◆ Given request:
Rewrite each of the items below, substituting "one point per line" for every occurrence of "one instance per line" and leaving all other text unchanged.

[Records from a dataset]
>>>

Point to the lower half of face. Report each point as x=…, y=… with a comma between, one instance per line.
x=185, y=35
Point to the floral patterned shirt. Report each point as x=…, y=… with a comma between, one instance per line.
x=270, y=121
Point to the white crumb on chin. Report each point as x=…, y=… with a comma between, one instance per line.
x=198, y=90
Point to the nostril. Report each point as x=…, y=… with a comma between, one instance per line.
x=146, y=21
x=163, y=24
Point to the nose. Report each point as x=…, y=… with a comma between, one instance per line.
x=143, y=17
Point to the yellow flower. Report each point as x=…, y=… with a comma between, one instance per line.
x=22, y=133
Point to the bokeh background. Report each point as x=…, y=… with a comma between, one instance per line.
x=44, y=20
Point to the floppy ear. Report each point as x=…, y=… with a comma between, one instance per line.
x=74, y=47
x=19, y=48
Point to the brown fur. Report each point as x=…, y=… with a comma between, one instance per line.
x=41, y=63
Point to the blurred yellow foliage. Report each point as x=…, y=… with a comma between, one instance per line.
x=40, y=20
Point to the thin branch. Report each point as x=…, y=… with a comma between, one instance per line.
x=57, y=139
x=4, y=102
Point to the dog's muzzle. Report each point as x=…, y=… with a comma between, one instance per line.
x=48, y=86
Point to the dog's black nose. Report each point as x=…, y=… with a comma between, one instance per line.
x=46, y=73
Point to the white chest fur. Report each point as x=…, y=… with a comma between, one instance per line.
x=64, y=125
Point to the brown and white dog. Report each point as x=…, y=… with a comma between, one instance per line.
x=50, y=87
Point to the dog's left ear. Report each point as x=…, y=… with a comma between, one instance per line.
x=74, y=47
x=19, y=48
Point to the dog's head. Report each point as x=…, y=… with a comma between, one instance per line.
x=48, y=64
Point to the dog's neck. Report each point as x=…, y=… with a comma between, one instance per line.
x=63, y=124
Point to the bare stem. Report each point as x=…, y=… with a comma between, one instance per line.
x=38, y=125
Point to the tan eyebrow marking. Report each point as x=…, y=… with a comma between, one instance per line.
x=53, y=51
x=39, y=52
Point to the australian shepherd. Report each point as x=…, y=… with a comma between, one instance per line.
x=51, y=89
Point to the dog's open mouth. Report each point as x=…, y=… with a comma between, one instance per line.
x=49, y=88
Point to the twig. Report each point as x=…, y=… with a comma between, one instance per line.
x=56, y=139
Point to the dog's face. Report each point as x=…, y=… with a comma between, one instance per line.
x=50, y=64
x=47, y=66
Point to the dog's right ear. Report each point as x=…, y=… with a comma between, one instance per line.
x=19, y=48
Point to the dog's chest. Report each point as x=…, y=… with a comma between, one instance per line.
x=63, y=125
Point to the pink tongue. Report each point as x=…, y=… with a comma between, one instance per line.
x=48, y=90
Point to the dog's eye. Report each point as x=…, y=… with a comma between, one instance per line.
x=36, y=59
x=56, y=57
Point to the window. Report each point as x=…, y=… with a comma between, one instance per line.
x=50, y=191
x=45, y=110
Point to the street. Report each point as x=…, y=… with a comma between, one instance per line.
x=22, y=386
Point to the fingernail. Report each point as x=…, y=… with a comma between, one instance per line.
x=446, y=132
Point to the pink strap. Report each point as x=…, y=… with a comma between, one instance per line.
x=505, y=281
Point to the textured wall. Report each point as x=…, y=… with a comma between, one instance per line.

<<<

◆ Solution to this problem:
Point to the lower half of face. Report each point as x=…, y=… with a comma between, one point per line.
x=185, y=35
Point to the floral patterned shirt. Report each point as x=…, y=… with a comma between, one point per line.
x=270, y=121
Point to the white crumb on chin. Report each point as x=…, y=… with a comma between, one point per line.
x=198, y=90
Point to the nostril. Report each point as x=…, y=… with a comma between, one point per line.
x=146, y=21
x=163, y=24
Point to the nose. Report each point as x=…, y=… with a comma between, one point per line.
x=143, y=17
Point to the yellow flower. Report each point as x=…, y=… with a comma between, one point per line.
x=22, y=133
Point to the bokeh background. Report each point as x=…, y=… with a comma between, one point per line.
x=44, y=20
Point to the floppy ear. Report each point as x=…, y=… with a comma between, one point per line.
x=74, y=47
x=19, y=48
Point to the brown fur. Report each point as x=…, y=… with a comma between, one point per line.
x=41, y=63
Point to the blurred yellow foliage. Report each point as x=…, y=… with a comma between, one point per line.
x=40, y=20
Point to the thin branch. Report each point as x=…, y=… with a comma between, one point per line.
x=57, y=139
x=4, y=102
Point to the dog's muzzle. Report each point as x=…, y=… with a comma between, one point per line.
x=48, y=86
Point to the dog's black nose. Report each point as x=…, y=… with a comma between, one point per line.
x=46, y=73
Point to the white chest fur. Report each point as x=…, y=… with a comma between, one point per line.
x=64, y=125
Point to the brown and white dog. Report each point as x=…, y=… with a comma between, one point per line.
x=50, y=87
Point to the dog's left ear. Report each point as x=…, y=… with a comma between, one point per line.
x=74, y=47
x=19, y=48
Point to the dog's head. Report each point as x=…, y=… with a comma between, one point per line.
x=48, y=64
Point to the dog's neck. Report each point as x=…, y=… with a comma between, one point per line.
x=63, y=124
Point to the bare stem. Report each point as x=…, y=… with a comma between, one point per line.
x=38, y=125
Point to the tan eyebrow marking. Report each point as x=…, y=… with a comma between, one point per line.
x=53, y=51
x=39, y=52
Point to the australian shepherd. Report each point as x=…, y=… with a comma between, one point per line.
x=51, y=89
Point to the dog's open mouth. Report each point as x=…, y=… with a comma between, one point per line.
x=49, y=88
Point to the twig. Report each point as x=…, y=… with a comma between, one point per line.
x=56, y=139
Point to the dog's face. Report each point as x=…, y=… with a comma between, one point per line.
x=50, y=64
x=47, y=66
Point to the dog's right ear. Report each point as x=…, y=… with a comma between, one point per line.
x=19, y=48
Point to the dog's chest. Report each point as x=…, y=… with a comma between, one point per line.
x=63, y=125
Point to the pink tongue. Report each point as x=…, y=… with a comma between, one point per line.
x=48, y=90
Point to the dog's eye. Report each point as x=…, y=… with a comma between, one point per line.
x=36, y=59
x=56, y=57
Point to the window. Report each point as x=…, y=… with a comma between, one point per line.
x=50, y=191
x=45, y=110
Point to the street. Report each point as x=…, y=… with a comma between, one point per line.
x=22, y=386
Point to the fingernail. Report each point as x=…, y=… with a comma between, one point per line.
x=446, y=132
Point to the pink strap. Report each point as x=…, y=… with a comma between, one point per line.
x=505, y=281
Point to the textured wall. Report each point as x=…, y=… with a comma between, one point per line.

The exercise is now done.